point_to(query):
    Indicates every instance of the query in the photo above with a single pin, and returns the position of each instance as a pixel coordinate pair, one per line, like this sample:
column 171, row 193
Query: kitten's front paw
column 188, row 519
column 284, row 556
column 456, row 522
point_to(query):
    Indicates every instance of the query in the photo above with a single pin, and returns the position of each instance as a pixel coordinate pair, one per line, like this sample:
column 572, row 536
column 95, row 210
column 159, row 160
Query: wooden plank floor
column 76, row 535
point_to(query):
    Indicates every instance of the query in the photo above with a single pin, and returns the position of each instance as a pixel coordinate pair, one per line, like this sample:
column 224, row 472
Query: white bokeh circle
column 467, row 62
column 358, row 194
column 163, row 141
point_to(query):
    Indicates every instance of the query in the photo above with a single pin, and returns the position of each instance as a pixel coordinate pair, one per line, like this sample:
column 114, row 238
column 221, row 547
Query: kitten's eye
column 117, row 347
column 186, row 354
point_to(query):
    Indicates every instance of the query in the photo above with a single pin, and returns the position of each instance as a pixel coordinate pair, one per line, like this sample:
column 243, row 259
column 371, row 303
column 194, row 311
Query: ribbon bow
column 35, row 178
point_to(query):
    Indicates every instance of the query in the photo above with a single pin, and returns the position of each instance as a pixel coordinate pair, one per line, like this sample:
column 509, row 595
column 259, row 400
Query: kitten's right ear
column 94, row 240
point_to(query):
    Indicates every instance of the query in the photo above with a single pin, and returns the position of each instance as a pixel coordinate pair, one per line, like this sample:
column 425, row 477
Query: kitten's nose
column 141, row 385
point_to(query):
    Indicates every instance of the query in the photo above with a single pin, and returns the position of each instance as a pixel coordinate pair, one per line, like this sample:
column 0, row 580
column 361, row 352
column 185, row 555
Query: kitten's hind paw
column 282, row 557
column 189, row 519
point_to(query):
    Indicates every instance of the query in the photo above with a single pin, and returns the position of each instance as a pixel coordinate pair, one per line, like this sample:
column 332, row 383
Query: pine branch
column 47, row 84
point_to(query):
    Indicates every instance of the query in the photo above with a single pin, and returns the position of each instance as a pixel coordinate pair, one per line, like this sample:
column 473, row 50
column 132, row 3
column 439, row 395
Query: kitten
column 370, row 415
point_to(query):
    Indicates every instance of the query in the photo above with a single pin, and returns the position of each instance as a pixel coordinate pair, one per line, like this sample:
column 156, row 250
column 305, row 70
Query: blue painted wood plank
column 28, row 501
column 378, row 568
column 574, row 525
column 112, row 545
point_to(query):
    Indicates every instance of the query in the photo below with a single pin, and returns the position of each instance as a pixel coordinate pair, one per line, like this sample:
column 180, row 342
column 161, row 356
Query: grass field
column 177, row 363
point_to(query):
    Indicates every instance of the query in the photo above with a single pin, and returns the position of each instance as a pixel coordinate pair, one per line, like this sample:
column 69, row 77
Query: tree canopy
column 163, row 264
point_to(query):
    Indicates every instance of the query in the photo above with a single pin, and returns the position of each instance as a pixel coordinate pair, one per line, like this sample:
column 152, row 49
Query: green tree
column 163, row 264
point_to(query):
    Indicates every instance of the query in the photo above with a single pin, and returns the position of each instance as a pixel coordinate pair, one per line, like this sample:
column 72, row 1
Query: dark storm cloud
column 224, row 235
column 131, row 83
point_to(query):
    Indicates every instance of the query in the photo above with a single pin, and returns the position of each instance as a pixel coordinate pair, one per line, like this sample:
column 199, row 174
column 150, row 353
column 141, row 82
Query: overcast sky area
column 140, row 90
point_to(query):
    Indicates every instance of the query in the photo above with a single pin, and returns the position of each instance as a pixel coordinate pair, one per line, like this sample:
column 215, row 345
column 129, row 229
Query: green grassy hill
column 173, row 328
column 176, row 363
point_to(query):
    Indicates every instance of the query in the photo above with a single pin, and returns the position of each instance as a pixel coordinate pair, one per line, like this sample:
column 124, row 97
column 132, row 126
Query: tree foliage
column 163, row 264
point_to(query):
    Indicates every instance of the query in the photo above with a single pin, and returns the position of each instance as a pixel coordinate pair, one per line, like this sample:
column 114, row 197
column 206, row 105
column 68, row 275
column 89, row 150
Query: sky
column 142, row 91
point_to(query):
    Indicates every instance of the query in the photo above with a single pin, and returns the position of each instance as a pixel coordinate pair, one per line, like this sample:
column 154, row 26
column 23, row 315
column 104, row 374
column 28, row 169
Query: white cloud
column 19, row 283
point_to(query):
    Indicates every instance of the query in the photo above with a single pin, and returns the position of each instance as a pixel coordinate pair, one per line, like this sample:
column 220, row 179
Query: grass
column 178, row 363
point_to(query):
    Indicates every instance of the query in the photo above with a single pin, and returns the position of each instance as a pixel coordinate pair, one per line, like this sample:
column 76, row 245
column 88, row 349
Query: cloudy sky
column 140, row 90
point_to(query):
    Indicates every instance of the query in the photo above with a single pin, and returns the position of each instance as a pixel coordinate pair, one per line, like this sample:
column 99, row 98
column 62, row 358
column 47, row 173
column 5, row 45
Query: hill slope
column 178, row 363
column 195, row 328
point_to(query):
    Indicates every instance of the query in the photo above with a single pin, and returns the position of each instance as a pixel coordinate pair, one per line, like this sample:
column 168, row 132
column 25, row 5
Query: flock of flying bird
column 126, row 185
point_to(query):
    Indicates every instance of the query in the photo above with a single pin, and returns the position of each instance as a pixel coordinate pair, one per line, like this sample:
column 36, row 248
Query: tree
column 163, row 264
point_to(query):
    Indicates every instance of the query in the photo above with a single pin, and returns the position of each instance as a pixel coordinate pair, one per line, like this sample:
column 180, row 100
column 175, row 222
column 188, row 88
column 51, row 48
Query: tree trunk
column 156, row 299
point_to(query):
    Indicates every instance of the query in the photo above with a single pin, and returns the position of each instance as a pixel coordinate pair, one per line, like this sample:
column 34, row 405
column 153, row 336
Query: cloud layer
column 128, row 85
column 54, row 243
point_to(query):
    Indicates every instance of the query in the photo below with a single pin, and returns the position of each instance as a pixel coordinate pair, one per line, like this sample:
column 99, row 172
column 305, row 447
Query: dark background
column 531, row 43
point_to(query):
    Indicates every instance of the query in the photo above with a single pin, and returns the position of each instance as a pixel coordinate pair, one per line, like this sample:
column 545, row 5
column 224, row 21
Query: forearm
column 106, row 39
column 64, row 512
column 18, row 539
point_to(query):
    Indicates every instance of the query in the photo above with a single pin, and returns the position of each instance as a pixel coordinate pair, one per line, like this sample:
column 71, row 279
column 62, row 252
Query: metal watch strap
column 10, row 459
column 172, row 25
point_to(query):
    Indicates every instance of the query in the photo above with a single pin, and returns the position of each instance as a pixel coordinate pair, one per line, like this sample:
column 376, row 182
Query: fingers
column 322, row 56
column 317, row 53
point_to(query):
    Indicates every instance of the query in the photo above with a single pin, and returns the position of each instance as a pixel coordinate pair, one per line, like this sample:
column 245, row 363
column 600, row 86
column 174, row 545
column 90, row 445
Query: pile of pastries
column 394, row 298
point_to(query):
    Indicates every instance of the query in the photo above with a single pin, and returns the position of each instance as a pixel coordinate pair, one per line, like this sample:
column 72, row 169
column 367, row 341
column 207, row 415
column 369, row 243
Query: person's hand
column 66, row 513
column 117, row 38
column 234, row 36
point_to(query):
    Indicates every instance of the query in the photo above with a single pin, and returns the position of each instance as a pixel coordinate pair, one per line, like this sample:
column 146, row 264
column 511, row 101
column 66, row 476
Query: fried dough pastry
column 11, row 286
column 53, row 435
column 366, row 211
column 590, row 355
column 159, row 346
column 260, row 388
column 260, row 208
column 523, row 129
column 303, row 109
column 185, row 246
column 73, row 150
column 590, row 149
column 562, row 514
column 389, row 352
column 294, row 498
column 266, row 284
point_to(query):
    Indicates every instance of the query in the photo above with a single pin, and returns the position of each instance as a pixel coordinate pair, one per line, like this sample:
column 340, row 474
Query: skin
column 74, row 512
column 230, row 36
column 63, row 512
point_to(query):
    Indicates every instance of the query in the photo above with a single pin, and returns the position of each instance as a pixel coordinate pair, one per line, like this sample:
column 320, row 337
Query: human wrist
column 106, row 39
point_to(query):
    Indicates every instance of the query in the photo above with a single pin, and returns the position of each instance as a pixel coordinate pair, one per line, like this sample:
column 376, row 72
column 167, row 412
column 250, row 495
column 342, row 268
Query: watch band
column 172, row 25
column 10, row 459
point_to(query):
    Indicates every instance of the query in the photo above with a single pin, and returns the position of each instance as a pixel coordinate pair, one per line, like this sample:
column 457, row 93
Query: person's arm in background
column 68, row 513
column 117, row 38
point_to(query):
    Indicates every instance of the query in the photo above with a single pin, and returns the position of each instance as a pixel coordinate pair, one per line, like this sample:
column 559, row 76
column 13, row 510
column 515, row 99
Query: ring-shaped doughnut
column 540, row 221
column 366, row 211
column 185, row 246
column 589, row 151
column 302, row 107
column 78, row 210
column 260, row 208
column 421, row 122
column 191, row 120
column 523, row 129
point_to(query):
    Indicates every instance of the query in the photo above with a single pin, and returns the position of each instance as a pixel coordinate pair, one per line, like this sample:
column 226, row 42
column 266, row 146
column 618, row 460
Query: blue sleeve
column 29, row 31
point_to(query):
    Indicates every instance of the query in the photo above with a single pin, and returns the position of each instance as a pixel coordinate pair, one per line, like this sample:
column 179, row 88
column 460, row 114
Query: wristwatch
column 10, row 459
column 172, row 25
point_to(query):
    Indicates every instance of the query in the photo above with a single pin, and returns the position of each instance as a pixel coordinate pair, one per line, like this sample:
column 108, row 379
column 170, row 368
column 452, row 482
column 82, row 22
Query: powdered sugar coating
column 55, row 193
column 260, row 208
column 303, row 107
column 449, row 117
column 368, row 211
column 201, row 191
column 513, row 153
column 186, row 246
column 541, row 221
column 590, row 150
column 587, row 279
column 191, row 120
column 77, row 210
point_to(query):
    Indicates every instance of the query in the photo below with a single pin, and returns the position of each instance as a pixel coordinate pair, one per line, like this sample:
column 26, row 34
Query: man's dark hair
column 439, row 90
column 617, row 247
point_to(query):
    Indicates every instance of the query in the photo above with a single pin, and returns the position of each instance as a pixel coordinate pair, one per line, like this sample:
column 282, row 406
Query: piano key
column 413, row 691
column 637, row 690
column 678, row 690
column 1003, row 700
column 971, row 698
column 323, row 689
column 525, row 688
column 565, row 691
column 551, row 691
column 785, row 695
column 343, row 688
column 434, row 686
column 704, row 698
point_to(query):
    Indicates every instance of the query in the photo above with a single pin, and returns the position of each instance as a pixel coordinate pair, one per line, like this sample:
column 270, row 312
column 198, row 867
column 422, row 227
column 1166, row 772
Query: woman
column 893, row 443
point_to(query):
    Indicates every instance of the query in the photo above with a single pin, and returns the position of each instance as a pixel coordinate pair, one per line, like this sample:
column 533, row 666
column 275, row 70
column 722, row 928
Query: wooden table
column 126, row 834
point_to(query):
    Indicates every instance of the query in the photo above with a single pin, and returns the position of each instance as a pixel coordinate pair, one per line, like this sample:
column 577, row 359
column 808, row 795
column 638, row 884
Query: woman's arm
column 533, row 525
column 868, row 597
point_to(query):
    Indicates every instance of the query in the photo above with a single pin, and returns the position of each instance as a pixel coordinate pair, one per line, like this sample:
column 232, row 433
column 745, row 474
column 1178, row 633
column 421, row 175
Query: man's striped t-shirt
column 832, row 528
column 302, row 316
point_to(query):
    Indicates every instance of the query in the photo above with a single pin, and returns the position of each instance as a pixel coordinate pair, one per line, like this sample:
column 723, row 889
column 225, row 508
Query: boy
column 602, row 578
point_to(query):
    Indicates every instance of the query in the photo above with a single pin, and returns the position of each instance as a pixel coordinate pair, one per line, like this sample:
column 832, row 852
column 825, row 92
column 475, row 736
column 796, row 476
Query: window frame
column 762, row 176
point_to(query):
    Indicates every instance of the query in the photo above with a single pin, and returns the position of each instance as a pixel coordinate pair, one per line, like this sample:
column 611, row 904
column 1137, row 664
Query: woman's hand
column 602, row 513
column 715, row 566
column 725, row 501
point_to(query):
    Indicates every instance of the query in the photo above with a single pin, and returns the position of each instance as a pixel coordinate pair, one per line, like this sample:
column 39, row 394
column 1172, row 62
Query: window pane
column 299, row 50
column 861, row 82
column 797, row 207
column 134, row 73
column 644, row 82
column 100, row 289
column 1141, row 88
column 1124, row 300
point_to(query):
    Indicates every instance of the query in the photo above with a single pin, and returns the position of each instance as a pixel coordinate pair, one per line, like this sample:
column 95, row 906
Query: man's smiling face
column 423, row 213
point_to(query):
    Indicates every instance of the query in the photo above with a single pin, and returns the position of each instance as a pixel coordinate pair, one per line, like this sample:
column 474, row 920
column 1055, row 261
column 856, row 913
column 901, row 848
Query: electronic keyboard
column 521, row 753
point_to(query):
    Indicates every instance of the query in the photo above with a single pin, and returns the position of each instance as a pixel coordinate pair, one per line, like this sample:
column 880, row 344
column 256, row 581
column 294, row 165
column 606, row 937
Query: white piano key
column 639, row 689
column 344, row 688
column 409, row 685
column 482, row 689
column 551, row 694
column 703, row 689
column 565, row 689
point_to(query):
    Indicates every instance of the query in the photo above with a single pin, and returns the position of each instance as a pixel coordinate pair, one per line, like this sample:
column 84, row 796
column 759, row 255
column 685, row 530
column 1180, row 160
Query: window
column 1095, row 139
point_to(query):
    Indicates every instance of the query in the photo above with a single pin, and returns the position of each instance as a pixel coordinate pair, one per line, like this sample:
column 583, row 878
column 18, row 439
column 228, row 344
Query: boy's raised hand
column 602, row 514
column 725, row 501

++++++++

Task instructions | In the records above, find the line with "Query: powdered sugar coating"; write out exactly that line and each one after it, stopping after the line with "column 282, row 406".

Output below |
Query: powdered sugar coating
column 55, row 193
column 260, row 208
column 303, row 107
column 449, row 117
column 368, row 211
column 201, row 191
column 513, row 153
column 186, row 246
column 541, row 221
column 590, row 150
column 587, row 279
column 191, row 120
column 77, row 210
point_to(query):
    Indicates every instance of the query in the photo below with a single pin, and returns the position of each instance as a pixel coordinate pair, one per line, like this sample:
column 26, row 34
Query: man's dark hair
column 439, row 90
column 617, row 247
point_to(query):
    Indicates every instance of the query in the photo above with a single pin, and returns the position of each instance as a pixel coordinate pair, one per line, like this sample:
column 282, row 406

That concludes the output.